── Excerpt provided ──

For a great while, I’ve disliked winter. Any mention of it and my lip curls with disdain. Most anyone who knows me knows that I much prefer a sweltering summer day capable of dampening my thinnest t-shirts with sweat than an infertile and icy milieu that forces me to layer my clothes ad nauseam. So as you can imagine, I was equally reluctant about its approach this year.
When the last days of summer began to cool into autumn, I took a simultaneous delight and dread in feeling the morning’s air turn from warm and sticky to cool and brisk. I pulled out jeans in favor of shorts and had to wear a jacket or pullover some mornings or afternoons. Though I welcomed the change at first, I soon bemoaned it as my rifling through the dust-covered totes containing my cold-weather wardrobe grew more frequent. I took both pleasure and pain in watching the leaves on my neighboring trees turn explosive shades of red, yellow and orange, only to curl, dry, and pirouette to the ground as robust autumnal breezes rippled through them. This cyclical act of Mother Nature augured a long, cold winter that would keep me indoors a great deal of time, instigate cabin fever and long for the arrival of a spring that seemed eons away. The days would grow shorter, the earth blanketed in darkness by 6 pm, and said trees that had so gloriously rendered such dazzling, intense colors would be spindly and naked, the bareness of their limbs and branches exaggerated by a coating of snow or ice. I’d remember with chagrin that colder temperatures meant lugging a bulky coat around with me if I went somewhere, that stepping out of my warm house or warm car meant having to brave another stinging slap in my face from the frigid winds that perpetually – and sometimes intensely - blew.
But it didn’t always used to be this way. As a kid, I couldn’t wait to romp around in that blindingly white powder and build snowmen along with formidable forts to protect against heavy hits from snowball fights with my brother and the neighboring kids. Bundled up to the hilt by our discerning and sometimes overprotective mothers, we’d take those first clomping steps outside in thick-soled snow boots, faces shielded by several times-wrapped scarves (or toboggan ski masks, making us look like pint-sized bank robbers), and lay right down in our yards, burrowing through it like Thinsulate-clad moles. Those were the days – we could play outside until the snot froze on our faces and not have to worry about shoveling and salting the driveway so we could get our cars out in the morning for the drive to work. We oft prayed for those heavy snowfalls, begged for radical accumulation that would ensure a school cancellation. After all, more snow meant bigger snowmen, bigger forts and more ammunition for snowball fights. It also meant gazing upon a wonderland that only nature could provide, one that sparkled more grandly under streetlight than a field of flawless diamonds.

───

Write out the passage on winter from "For a great" up to and including "approach this year.", keeping every word and punctuation mark unchanged.

── Given data ──

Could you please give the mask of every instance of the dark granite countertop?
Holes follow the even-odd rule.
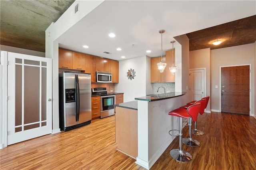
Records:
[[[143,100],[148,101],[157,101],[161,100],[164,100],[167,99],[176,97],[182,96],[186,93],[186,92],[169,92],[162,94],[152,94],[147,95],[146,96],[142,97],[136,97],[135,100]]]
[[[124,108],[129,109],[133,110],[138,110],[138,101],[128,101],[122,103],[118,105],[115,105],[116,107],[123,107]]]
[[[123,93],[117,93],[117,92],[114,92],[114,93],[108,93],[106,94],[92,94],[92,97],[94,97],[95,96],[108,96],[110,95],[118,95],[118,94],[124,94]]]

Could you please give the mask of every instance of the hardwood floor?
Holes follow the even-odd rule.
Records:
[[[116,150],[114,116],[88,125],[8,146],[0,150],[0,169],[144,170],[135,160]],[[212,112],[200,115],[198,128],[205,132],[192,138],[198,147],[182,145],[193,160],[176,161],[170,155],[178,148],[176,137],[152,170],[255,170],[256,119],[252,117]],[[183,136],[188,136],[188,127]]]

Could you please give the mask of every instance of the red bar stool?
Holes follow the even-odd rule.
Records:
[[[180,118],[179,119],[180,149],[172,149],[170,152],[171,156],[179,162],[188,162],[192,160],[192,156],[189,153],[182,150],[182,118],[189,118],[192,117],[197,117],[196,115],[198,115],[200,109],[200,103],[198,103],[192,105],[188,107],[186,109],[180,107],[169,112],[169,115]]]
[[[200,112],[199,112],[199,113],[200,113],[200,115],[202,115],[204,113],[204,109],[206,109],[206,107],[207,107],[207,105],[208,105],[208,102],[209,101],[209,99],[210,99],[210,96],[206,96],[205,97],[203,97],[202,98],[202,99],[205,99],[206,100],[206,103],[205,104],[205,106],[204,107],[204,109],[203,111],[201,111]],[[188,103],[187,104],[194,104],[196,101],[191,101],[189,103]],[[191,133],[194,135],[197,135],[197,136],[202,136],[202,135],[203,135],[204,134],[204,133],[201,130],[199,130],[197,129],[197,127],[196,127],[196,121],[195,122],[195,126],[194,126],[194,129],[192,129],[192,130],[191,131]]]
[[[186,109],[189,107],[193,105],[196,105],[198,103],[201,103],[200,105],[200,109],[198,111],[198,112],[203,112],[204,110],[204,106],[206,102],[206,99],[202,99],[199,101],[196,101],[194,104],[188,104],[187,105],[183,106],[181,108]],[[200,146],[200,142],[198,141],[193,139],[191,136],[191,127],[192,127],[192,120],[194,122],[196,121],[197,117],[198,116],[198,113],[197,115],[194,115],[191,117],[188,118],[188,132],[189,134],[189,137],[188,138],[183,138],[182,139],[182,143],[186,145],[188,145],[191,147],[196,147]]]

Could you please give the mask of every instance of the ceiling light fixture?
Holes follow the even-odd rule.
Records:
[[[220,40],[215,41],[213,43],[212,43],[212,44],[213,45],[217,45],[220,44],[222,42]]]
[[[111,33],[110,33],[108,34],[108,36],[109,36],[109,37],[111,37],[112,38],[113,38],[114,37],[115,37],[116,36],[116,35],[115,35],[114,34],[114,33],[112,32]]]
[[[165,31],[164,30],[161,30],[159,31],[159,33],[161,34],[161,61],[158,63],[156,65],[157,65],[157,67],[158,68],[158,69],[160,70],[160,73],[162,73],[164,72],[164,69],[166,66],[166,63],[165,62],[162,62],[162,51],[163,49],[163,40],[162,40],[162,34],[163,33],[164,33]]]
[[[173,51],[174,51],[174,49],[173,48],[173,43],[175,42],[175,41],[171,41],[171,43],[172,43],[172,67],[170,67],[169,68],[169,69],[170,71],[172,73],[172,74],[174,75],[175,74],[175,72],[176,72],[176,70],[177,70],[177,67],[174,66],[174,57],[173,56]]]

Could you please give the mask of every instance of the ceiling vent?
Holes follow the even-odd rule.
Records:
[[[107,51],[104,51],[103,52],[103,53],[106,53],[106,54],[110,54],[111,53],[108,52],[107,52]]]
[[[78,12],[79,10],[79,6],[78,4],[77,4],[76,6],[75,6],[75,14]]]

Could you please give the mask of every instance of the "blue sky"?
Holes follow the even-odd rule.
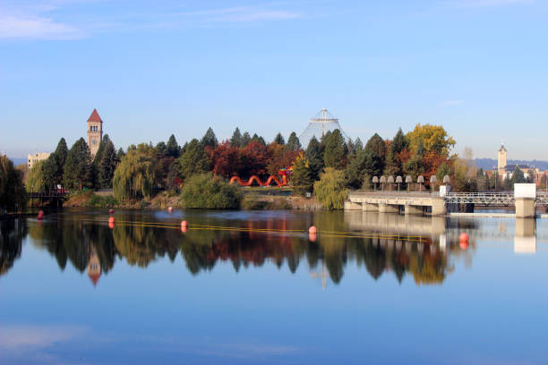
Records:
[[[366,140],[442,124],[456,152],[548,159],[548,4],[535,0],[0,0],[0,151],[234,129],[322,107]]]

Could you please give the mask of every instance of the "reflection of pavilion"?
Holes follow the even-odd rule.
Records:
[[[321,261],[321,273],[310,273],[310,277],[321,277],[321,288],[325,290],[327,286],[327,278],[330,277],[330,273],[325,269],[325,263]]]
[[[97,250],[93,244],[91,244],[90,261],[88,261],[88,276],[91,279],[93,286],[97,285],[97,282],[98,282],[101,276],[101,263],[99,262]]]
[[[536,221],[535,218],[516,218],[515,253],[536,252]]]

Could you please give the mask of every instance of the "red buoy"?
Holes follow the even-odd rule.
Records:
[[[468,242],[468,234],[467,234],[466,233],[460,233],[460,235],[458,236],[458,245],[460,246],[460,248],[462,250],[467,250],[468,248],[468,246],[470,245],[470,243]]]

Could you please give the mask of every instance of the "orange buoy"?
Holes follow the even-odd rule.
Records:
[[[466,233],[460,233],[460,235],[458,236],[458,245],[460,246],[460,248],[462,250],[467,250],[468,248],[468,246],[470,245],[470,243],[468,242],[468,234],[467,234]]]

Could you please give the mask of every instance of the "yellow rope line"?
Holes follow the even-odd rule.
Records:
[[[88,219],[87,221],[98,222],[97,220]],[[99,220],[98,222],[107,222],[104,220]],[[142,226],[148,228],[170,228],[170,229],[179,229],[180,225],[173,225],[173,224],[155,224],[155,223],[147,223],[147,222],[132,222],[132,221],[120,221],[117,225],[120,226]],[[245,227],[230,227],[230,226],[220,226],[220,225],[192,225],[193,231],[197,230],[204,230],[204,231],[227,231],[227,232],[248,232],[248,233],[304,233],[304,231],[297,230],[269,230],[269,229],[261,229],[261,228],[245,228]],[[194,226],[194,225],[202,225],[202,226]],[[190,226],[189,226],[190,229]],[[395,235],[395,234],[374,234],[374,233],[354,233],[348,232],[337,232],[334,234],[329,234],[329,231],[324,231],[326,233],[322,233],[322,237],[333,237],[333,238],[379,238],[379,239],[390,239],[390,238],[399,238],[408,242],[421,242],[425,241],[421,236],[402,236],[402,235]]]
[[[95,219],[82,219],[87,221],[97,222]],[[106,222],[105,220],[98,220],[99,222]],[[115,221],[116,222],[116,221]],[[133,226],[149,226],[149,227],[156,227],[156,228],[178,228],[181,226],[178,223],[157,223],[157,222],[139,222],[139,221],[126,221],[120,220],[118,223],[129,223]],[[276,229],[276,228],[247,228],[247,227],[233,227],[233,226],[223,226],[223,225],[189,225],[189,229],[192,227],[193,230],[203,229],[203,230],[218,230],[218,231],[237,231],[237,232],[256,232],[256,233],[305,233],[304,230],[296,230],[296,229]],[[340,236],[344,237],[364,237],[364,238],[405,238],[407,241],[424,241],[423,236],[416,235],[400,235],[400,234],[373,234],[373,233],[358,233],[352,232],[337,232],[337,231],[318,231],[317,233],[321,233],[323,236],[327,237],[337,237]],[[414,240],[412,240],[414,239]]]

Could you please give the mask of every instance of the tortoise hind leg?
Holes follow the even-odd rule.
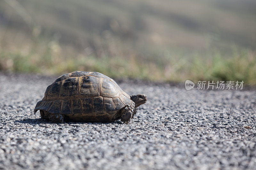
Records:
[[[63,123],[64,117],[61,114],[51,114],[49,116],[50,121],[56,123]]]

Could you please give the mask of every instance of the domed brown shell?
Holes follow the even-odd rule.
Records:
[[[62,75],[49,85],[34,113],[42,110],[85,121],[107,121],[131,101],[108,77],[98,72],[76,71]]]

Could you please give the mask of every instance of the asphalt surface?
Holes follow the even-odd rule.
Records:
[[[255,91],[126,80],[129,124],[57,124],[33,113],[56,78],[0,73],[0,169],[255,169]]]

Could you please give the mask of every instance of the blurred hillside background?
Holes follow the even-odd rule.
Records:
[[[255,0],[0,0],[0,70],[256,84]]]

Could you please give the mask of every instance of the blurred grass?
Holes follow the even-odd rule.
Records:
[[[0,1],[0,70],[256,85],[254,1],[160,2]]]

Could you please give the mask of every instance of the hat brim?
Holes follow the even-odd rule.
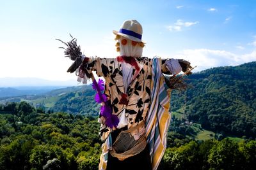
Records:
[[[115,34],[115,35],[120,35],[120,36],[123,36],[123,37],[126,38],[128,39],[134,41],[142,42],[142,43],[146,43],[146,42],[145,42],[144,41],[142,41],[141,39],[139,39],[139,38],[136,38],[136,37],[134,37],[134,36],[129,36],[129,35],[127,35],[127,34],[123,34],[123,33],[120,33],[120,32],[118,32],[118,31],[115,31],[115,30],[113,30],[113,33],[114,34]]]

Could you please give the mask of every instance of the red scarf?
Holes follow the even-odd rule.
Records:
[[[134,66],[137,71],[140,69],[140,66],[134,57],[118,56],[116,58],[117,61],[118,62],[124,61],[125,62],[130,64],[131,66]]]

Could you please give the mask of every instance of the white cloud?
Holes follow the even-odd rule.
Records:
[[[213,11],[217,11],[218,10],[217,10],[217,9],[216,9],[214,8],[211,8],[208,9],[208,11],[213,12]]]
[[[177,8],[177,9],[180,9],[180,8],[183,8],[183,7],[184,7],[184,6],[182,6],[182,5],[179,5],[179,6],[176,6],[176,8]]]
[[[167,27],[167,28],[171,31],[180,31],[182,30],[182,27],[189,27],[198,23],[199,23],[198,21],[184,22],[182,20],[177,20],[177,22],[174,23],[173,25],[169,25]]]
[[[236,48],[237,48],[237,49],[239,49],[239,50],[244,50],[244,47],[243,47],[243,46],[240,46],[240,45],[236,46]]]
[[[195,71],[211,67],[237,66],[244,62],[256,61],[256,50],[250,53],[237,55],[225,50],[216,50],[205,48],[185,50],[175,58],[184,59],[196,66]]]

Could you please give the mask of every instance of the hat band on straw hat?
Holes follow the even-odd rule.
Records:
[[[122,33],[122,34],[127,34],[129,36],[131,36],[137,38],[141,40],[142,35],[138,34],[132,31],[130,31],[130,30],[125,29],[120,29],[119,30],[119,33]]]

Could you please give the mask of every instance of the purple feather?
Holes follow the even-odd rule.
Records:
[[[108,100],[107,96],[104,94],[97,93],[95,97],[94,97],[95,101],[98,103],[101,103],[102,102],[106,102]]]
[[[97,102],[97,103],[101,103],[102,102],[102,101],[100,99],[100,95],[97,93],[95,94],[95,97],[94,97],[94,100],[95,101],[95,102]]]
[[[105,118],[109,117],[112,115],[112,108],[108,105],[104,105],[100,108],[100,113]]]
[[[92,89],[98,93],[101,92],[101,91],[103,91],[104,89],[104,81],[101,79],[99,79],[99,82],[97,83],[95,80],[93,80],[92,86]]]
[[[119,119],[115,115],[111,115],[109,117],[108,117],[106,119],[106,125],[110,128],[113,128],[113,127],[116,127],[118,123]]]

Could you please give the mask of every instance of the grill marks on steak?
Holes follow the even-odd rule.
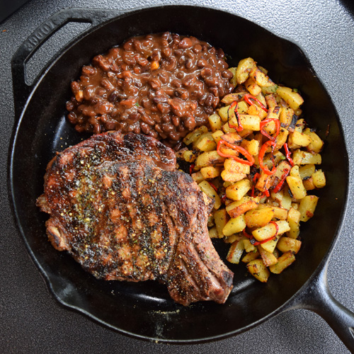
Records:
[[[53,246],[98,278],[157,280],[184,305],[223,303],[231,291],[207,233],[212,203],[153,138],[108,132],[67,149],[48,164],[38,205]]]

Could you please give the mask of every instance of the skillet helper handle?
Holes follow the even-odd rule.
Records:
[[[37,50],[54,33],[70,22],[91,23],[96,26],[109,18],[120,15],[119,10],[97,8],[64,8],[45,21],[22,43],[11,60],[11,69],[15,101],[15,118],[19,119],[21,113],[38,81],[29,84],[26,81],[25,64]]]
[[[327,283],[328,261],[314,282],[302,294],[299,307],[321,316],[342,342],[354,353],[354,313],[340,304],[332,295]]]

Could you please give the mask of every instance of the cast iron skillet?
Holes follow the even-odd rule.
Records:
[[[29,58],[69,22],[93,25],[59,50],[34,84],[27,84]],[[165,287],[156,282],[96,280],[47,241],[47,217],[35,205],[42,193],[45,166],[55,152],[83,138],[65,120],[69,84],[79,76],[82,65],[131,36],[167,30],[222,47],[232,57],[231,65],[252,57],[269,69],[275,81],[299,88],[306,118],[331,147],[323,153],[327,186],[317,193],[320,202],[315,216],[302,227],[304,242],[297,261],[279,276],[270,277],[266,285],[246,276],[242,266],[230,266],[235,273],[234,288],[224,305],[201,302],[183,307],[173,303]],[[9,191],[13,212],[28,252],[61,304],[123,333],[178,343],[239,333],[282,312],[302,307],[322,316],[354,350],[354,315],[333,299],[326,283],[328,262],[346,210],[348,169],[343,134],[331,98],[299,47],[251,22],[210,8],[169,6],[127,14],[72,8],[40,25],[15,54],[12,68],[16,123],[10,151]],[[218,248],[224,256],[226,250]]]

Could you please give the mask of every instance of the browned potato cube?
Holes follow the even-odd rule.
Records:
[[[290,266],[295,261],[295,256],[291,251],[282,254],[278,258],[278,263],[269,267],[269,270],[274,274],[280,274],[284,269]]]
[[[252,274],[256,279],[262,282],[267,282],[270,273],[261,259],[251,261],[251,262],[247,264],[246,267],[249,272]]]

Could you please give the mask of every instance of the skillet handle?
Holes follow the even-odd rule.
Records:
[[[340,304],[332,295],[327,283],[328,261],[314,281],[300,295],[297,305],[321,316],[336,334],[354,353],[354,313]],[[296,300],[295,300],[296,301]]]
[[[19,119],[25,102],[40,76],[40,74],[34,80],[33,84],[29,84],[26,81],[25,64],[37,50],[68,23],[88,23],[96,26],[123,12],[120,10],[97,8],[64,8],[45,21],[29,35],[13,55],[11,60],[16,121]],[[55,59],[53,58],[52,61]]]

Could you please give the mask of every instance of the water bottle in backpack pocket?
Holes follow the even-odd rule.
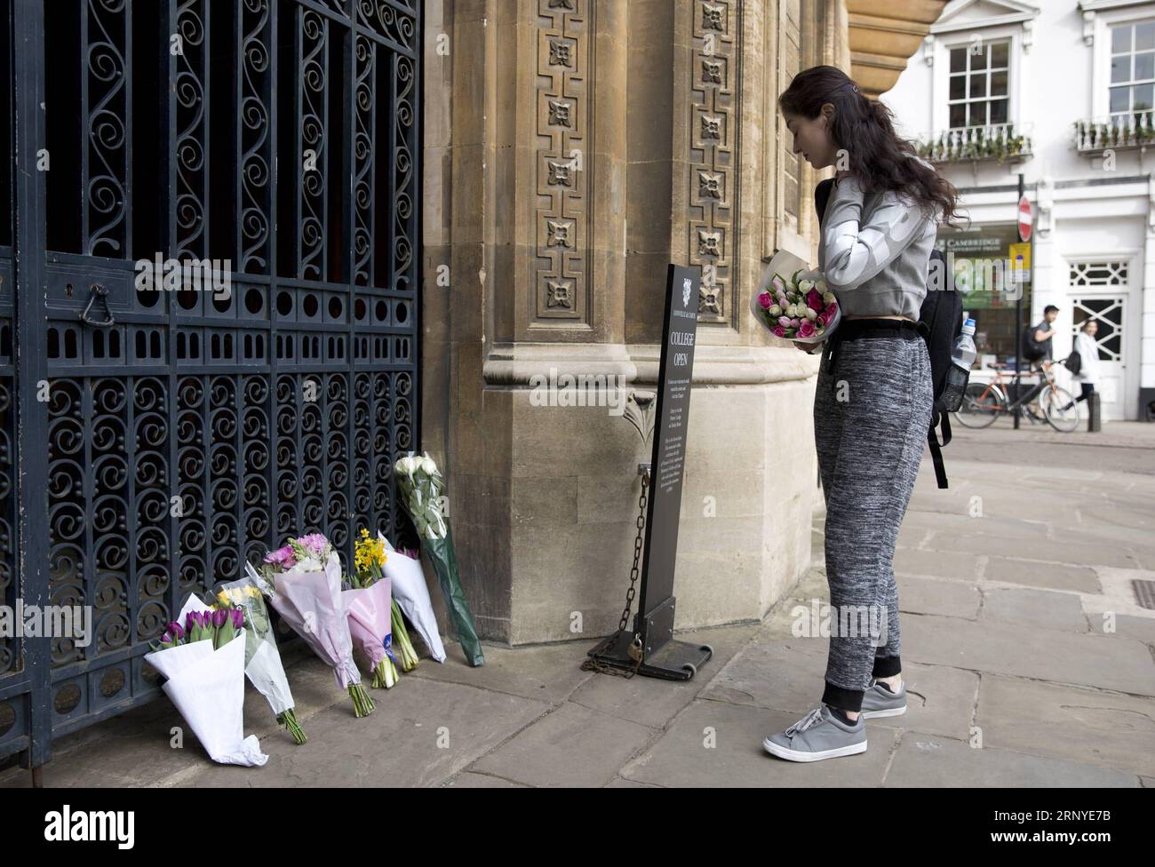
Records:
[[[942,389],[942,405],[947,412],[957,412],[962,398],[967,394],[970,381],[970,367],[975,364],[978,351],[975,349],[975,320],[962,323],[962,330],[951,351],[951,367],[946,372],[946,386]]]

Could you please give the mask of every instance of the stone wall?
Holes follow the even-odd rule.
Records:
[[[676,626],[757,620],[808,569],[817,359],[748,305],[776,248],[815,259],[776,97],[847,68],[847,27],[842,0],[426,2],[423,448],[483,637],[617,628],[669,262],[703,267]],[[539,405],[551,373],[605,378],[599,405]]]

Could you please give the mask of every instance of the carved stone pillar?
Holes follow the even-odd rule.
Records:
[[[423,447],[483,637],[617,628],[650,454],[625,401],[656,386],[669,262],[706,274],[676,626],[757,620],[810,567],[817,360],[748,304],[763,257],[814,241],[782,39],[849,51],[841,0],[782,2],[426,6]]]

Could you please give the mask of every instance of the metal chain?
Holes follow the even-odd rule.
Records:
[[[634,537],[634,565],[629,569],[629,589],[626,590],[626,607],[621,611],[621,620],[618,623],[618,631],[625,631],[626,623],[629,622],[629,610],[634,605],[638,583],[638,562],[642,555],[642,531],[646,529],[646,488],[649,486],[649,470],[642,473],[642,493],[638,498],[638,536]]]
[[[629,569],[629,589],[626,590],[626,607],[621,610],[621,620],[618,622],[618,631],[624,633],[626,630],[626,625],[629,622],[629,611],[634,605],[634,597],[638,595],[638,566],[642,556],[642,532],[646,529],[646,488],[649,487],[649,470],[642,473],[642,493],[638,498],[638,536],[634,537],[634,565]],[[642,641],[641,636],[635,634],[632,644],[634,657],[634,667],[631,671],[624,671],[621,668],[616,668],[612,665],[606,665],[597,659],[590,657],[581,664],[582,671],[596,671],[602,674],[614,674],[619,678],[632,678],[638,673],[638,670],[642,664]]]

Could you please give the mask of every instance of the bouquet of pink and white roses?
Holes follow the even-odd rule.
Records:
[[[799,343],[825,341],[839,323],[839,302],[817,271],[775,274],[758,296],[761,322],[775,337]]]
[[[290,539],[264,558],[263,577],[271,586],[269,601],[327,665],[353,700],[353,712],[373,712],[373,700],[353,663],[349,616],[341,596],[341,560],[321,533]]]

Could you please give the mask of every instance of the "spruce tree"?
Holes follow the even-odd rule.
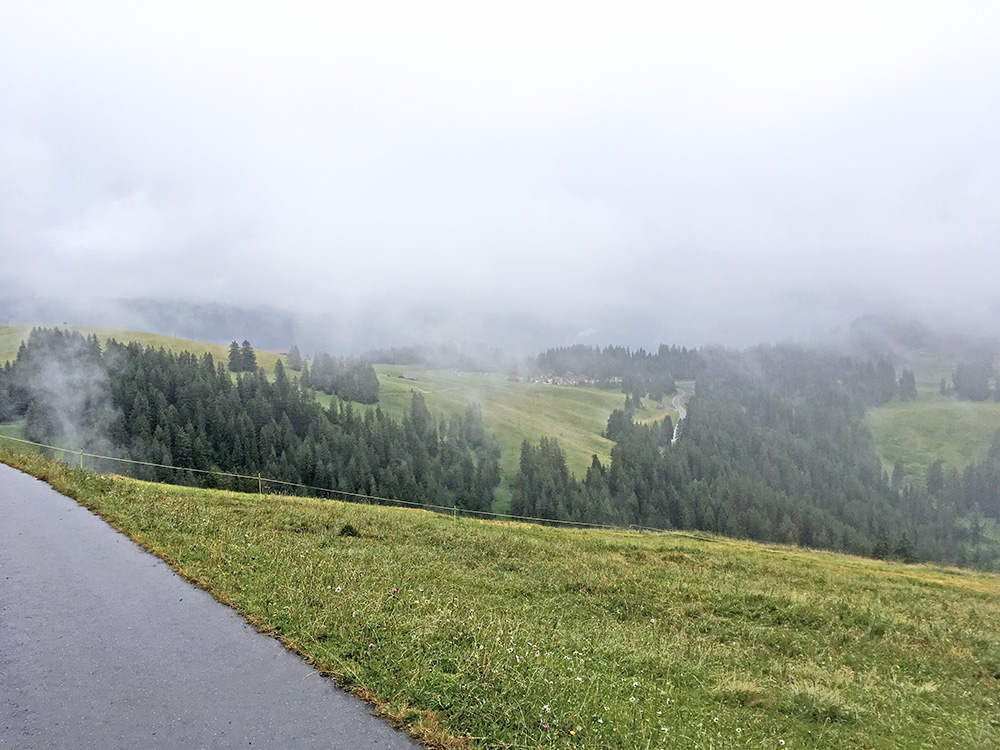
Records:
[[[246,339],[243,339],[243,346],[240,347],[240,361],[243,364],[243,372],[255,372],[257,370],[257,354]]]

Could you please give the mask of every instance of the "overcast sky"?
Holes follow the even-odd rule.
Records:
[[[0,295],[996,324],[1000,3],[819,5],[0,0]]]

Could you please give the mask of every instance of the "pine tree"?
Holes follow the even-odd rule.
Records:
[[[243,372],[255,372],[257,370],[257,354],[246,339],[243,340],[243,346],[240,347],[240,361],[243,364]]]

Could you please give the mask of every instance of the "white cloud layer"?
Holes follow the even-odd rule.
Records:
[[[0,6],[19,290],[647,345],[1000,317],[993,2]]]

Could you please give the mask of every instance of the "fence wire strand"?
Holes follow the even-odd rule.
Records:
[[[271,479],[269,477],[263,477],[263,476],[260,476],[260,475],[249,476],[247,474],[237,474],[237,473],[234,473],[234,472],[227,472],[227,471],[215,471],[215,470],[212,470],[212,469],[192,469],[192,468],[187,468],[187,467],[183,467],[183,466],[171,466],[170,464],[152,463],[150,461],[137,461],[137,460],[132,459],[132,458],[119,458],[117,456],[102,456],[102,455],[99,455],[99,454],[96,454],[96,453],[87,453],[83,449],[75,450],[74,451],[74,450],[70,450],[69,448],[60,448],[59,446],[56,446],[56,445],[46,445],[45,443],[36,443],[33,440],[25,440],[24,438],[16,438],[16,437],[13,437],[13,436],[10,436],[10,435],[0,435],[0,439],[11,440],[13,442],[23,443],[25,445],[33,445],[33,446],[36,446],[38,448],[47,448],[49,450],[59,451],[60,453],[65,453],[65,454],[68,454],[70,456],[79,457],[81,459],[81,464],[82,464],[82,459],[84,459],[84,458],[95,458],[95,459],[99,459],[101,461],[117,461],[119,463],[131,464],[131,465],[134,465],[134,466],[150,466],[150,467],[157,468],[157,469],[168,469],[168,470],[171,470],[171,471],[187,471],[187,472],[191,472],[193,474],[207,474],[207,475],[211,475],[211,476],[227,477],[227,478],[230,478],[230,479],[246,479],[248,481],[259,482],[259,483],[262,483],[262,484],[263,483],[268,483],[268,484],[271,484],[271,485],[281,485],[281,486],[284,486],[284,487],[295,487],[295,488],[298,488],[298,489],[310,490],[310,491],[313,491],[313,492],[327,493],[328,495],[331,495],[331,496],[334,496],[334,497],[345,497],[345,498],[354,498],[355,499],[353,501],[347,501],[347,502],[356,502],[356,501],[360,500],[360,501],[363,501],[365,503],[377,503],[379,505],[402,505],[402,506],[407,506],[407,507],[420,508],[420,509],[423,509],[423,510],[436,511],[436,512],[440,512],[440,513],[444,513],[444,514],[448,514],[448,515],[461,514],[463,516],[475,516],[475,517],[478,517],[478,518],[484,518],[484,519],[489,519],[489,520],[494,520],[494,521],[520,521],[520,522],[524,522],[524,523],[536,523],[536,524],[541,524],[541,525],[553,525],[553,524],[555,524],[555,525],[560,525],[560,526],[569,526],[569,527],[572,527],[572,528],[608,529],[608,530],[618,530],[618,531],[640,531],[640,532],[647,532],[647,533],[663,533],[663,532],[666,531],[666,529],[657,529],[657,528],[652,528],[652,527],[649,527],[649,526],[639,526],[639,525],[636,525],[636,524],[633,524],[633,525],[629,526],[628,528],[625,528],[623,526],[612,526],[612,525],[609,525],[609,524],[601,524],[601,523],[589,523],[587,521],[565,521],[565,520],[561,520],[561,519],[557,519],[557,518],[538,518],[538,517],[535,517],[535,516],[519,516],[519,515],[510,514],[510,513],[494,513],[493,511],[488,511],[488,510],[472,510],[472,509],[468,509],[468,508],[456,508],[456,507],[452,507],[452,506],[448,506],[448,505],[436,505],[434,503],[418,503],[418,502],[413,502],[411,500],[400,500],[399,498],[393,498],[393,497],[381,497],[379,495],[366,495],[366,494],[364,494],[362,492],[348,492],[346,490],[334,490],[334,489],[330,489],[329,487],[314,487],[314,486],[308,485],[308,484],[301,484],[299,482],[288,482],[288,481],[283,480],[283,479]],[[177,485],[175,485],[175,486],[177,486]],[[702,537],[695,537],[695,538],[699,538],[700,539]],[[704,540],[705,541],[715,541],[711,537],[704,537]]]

───

Answer area:
For a great while, I’ve disliked winter. Any mention of it and my lip curls with disdain. Most anyone who knows me knows that I much prefer a sweltering summer day capable of dampening my thinnest t-shirts with sweat than an infertile and icy milieu that forces me to layer my clothes ad nauseam. So as you can imagine, I was equally reluctant about its approach this year.